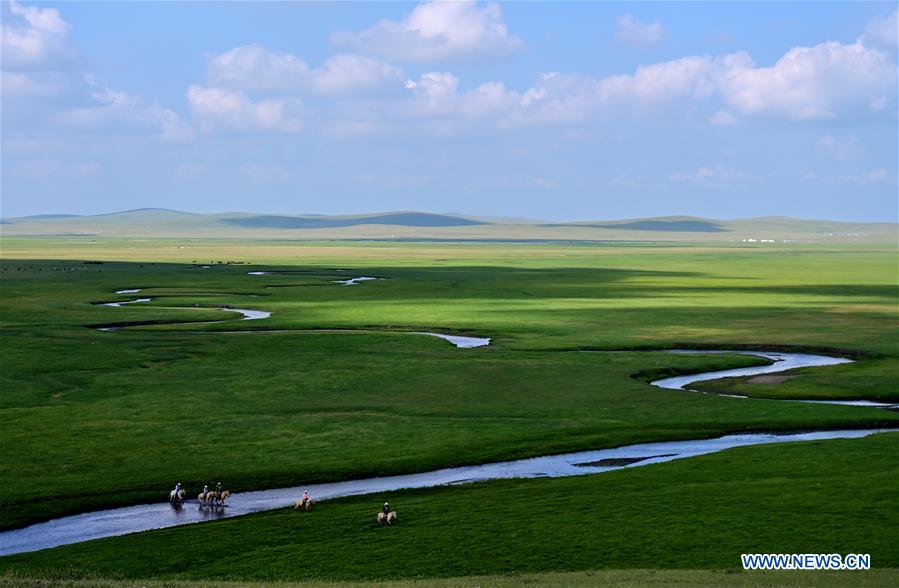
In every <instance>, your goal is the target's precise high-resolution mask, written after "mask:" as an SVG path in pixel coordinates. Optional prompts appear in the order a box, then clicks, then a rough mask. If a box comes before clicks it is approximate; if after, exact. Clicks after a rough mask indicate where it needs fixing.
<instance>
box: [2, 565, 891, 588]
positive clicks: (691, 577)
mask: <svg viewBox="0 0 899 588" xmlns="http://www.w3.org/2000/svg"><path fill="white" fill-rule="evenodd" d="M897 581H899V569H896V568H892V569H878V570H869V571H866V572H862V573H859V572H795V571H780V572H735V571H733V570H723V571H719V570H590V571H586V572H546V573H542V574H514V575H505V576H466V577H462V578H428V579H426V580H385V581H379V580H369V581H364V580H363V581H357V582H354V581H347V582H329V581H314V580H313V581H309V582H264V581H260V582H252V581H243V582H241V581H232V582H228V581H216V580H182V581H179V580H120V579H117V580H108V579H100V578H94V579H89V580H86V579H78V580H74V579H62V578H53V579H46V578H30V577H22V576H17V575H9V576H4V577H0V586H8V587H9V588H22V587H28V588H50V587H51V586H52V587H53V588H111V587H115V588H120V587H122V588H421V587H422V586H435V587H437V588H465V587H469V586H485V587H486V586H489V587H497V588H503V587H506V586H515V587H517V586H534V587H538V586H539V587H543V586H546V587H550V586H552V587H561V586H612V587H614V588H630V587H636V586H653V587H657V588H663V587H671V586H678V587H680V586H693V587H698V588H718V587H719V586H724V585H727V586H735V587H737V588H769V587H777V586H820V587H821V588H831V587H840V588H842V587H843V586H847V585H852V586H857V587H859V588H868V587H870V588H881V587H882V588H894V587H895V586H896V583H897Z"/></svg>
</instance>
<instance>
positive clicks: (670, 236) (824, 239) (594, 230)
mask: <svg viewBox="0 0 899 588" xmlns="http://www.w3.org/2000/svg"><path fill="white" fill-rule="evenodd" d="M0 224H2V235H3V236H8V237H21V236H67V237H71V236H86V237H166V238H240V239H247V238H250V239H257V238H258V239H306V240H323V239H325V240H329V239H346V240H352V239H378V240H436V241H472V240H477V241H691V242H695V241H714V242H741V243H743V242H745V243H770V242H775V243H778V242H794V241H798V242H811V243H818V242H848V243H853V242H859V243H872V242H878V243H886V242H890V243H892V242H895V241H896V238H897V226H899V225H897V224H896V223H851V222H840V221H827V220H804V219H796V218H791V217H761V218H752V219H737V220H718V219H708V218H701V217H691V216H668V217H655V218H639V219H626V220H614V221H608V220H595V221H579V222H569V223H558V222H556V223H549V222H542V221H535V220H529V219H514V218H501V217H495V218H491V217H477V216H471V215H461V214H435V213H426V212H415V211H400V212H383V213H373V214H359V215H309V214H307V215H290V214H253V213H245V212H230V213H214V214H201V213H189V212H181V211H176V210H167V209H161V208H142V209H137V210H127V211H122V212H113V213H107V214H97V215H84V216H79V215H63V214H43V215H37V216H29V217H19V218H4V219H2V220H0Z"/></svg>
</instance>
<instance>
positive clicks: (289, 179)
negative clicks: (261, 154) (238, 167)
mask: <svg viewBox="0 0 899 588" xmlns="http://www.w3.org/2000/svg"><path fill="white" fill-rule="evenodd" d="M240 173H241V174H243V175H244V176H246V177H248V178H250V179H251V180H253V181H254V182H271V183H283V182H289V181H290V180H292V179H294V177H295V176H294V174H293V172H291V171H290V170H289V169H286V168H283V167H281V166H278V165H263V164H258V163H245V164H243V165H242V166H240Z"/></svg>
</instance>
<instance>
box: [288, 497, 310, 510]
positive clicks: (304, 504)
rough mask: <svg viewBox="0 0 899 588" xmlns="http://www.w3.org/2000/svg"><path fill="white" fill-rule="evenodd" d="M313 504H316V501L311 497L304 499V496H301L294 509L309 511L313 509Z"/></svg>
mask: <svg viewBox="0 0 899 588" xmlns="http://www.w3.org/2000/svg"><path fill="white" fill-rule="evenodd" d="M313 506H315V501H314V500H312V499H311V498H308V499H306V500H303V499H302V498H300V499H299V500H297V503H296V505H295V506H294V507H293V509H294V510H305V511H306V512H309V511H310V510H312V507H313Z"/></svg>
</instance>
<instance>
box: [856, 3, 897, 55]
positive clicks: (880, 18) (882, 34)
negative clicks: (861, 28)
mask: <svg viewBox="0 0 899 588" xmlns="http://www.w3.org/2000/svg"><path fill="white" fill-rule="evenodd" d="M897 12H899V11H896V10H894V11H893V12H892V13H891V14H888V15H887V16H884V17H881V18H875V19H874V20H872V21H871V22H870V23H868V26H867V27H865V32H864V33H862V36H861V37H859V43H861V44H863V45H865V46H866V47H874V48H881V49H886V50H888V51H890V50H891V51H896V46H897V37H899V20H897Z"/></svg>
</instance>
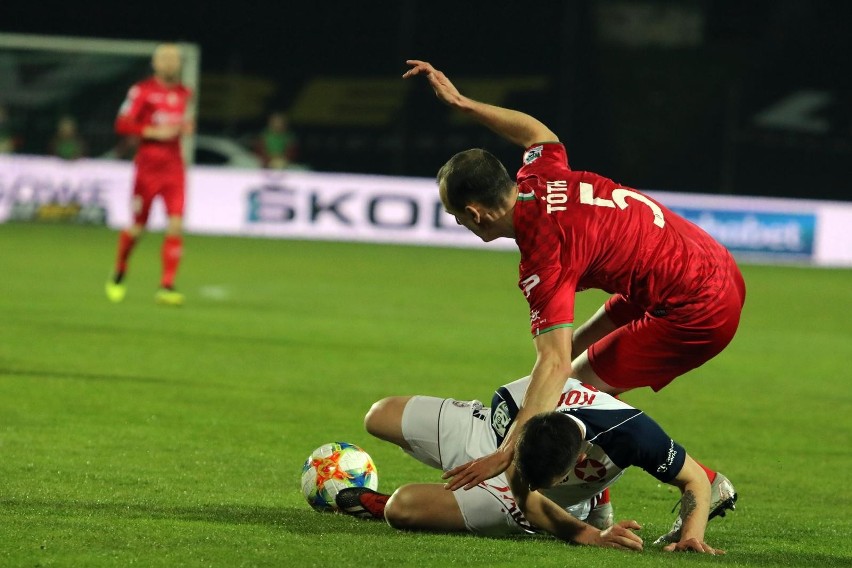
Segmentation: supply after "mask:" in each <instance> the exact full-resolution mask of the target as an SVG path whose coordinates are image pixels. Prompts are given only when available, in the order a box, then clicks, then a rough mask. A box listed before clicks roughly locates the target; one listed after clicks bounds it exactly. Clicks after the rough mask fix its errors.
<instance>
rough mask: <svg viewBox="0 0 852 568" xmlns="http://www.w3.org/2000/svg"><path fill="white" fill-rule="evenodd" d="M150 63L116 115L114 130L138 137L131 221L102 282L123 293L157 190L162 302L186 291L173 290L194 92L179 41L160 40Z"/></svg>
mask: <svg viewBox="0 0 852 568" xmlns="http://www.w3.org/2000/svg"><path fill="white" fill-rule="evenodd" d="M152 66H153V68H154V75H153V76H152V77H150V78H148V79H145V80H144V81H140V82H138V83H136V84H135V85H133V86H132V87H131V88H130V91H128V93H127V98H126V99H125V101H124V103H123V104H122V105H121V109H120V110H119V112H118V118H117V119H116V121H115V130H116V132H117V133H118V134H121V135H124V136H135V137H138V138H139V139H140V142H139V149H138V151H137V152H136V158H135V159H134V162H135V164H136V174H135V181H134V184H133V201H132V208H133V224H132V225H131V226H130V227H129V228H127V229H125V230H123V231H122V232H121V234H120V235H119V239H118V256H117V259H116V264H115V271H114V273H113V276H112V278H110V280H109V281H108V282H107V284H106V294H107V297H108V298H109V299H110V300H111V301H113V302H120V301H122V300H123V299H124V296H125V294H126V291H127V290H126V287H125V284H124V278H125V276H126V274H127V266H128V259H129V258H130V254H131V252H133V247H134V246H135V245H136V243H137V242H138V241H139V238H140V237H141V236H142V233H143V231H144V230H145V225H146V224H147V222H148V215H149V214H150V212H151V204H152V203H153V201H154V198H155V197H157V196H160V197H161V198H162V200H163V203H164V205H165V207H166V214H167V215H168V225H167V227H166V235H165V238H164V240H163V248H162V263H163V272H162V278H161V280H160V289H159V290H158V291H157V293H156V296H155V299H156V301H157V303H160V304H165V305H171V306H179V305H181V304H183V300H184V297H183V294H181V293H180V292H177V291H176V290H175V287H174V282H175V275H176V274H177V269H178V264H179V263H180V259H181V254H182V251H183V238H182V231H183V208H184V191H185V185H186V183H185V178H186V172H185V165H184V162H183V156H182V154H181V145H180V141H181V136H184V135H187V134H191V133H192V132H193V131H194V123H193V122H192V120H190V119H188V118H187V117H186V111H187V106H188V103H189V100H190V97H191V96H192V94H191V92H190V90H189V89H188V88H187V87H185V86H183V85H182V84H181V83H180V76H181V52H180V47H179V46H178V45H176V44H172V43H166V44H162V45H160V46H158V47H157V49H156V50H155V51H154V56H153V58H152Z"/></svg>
- - -
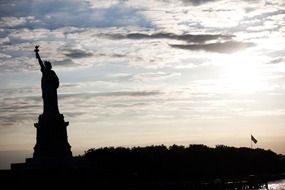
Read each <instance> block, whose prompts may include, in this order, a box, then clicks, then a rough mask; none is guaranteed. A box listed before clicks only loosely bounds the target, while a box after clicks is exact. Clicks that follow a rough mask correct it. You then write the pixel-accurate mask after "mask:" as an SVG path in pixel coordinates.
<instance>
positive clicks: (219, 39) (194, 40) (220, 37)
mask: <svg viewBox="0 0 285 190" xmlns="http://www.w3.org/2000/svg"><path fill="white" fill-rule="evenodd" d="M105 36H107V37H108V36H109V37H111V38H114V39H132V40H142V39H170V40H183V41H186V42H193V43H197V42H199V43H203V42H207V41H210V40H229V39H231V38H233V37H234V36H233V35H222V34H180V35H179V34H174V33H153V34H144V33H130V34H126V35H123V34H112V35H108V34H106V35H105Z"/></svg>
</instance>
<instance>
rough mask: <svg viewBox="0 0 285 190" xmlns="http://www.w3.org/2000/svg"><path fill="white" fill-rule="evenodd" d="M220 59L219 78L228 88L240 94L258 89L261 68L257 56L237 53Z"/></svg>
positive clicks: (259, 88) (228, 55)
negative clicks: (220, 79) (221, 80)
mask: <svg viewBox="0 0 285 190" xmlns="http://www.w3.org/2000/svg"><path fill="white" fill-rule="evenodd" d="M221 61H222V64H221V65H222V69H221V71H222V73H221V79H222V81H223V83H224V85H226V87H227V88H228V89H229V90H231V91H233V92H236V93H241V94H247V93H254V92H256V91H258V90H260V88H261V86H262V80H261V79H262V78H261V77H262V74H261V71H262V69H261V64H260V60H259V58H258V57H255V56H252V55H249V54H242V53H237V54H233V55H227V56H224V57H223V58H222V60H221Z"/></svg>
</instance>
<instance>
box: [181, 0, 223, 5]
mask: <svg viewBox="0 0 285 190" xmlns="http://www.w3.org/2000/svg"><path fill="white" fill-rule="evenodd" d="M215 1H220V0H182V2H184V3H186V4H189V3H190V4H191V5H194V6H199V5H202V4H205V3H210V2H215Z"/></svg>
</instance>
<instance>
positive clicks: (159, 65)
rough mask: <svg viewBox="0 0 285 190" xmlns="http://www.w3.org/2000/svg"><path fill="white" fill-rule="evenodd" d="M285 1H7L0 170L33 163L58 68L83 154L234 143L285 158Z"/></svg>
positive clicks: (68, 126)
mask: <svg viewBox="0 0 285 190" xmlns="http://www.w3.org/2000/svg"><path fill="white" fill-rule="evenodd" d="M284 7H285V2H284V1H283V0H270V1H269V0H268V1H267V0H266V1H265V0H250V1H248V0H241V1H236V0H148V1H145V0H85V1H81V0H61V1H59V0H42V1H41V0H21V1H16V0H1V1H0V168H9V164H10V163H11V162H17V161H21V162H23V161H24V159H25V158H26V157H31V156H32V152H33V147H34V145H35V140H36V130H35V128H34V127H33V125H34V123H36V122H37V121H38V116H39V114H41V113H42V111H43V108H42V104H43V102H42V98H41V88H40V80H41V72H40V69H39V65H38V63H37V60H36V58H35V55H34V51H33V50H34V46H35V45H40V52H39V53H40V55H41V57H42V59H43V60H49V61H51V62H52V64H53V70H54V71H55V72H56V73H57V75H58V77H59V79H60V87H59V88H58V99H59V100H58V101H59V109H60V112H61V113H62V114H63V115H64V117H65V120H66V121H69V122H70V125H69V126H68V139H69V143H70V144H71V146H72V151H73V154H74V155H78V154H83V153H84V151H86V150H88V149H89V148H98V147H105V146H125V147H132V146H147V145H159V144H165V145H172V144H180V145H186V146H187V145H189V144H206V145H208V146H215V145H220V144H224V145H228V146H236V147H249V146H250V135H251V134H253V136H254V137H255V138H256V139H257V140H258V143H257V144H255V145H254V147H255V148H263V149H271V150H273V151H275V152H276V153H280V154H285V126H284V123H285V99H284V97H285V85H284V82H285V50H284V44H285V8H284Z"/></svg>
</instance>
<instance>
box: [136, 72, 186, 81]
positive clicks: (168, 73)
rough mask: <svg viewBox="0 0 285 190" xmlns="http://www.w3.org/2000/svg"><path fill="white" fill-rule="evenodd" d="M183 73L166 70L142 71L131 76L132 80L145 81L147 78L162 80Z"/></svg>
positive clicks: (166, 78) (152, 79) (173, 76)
- - -
* _Task prompt_
Go through the material line by line. Show each line that contains the string "resolution".

* _Response for this exercise_
In every <instance>, your goal is the target's precise high-resolution mask, written after "mask:" as an SVG path in pixel coordinates. Optional prompts appear in the order a box, then clicks, then a rough mask. If a box comes before clicks it is approximate; if after, exact. Clicks after a rough mask indicate where it needs fixing.
Segmentation: supply after "mask:" in each <instance> the exact full-resolution mask of the target as an SVG path whose coordinates are image pixels. Prompts are given only when available, in the order a box, then clicks, then a rough mask. A box listed before clicks roughly locates the target; one listed after clicks bounds it exactly. Clicks after the rough mask fix its errors.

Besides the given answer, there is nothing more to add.